━━━━━ RECORDS PROVIDED ━━━━━
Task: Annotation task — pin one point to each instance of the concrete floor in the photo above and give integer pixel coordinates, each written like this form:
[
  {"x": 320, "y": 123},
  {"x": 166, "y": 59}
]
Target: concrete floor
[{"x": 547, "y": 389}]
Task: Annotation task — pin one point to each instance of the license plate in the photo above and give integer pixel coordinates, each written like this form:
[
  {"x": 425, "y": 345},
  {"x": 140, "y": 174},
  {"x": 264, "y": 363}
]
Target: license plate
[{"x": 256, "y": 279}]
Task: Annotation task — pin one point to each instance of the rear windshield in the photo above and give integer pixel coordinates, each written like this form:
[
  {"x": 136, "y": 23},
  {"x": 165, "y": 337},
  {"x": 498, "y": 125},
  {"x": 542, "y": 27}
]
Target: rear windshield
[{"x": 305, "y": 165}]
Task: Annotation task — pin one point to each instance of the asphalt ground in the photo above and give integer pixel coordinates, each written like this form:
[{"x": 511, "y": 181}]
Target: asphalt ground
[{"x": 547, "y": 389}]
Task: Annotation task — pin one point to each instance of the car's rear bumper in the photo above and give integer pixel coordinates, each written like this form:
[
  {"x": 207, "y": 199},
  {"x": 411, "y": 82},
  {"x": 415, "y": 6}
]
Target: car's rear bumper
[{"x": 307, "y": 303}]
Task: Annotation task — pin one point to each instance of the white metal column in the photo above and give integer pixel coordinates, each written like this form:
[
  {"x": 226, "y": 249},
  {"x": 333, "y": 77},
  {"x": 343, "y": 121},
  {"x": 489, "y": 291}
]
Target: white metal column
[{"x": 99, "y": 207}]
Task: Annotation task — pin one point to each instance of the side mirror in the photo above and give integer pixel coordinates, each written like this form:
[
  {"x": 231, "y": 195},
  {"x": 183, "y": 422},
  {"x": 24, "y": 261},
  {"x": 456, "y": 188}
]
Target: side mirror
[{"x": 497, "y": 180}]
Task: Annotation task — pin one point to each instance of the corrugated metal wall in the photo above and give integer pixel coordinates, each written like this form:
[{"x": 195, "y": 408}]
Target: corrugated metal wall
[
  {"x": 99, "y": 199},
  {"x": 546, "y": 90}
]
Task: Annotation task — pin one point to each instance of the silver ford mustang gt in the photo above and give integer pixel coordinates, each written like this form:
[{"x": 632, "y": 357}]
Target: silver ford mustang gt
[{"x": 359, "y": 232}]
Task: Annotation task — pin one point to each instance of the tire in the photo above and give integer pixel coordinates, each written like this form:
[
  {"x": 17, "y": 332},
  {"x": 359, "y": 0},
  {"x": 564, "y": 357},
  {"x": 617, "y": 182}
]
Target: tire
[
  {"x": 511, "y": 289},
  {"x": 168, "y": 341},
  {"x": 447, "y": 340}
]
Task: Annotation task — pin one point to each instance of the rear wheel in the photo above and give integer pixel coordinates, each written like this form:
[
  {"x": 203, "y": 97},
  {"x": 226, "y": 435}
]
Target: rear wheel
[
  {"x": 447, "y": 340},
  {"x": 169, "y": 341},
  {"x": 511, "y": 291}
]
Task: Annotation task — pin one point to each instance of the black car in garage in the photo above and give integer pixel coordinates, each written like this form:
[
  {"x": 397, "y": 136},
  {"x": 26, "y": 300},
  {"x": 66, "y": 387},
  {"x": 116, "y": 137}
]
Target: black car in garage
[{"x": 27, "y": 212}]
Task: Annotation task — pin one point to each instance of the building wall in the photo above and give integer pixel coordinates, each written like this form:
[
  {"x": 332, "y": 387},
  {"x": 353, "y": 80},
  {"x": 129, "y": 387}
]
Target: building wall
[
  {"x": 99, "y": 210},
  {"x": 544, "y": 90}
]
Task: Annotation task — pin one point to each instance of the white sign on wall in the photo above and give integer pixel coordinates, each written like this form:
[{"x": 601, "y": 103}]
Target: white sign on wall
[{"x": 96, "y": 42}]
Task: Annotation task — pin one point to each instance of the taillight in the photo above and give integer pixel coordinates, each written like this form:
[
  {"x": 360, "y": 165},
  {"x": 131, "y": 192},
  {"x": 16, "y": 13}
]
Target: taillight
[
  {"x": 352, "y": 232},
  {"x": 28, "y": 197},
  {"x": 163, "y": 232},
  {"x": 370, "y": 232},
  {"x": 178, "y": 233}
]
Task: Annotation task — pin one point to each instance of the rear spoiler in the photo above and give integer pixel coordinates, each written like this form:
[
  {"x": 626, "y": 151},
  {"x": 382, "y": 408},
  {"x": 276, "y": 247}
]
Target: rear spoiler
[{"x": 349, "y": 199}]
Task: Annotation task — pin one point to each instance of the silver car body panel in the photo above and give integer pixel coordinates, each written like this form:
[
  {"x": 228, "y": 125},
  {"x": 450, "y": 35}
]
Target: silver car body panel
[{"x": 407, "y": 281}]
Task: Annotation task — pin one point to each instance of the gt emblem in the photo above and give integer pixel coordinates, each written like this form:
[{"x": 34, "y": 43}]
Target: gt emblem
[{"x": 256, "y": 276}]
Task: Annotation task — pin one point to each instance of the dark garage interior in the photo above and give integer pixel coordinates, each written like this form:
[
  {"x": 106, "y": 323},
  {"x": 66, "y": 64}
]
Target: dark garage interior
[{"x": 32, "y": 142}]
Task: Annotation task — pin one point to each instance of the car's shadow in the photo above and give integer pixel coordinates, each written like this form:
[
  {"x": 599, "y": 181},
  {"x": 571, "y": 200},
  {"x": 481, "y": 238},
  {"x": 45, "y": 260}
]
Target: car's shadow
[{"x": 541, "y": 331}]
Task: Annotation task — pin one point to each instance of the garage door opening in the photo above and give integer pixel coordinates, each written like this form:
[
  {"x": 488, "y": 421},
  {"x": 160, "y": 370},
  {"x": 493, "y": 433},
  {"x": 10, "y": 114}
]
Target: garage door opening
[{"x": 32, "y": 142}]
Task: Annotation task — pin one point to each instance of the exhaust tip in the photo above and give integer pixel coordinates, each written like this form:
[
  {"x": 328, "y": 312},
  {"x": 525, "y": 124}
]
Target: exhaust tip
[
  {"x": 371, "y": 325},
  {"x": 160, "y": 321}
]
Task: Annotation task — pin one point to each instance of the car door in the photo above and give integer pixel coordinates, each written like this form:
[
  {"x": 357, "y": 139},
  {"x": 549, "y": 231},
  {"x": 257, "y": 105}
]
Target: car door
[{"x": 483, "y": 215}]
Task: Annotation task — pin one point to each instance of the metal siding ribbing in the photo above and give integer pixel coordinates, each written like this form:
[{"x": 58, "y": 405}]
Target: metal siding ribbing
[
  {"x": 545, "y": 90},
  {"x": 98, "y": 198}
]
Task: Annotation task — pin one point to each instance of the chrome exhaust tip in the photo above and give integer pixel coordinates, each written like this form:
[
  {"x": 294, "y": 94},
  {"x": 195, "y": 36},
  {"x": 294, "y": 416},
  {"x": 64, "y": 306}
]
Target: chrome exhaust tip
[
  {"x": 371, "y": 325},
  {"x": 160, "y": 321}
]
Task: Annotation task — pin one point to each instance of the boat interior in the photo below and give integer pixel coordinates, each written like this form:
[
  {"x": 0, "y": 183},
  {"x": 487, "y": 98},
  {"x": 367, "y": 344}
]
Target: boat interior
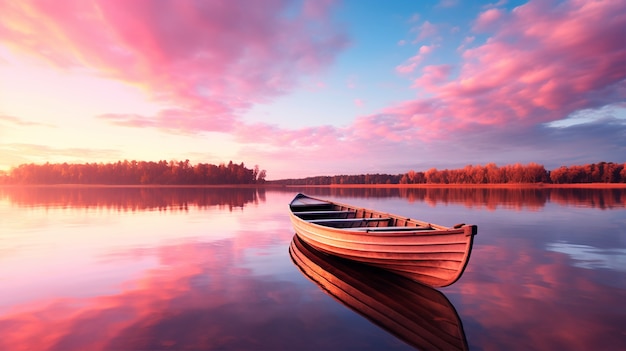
━━━━━
* [WHAT THE TASK ASKS]: Locate each line in the material above that contains the word "mirror" and copy every such line in full.

* [RESPONSE BELOW]:
Task: Annotation task — pin one point to each instance of the side mirror in the photo above and give integer pixel coordinates, each written like this form:
Target: side mirror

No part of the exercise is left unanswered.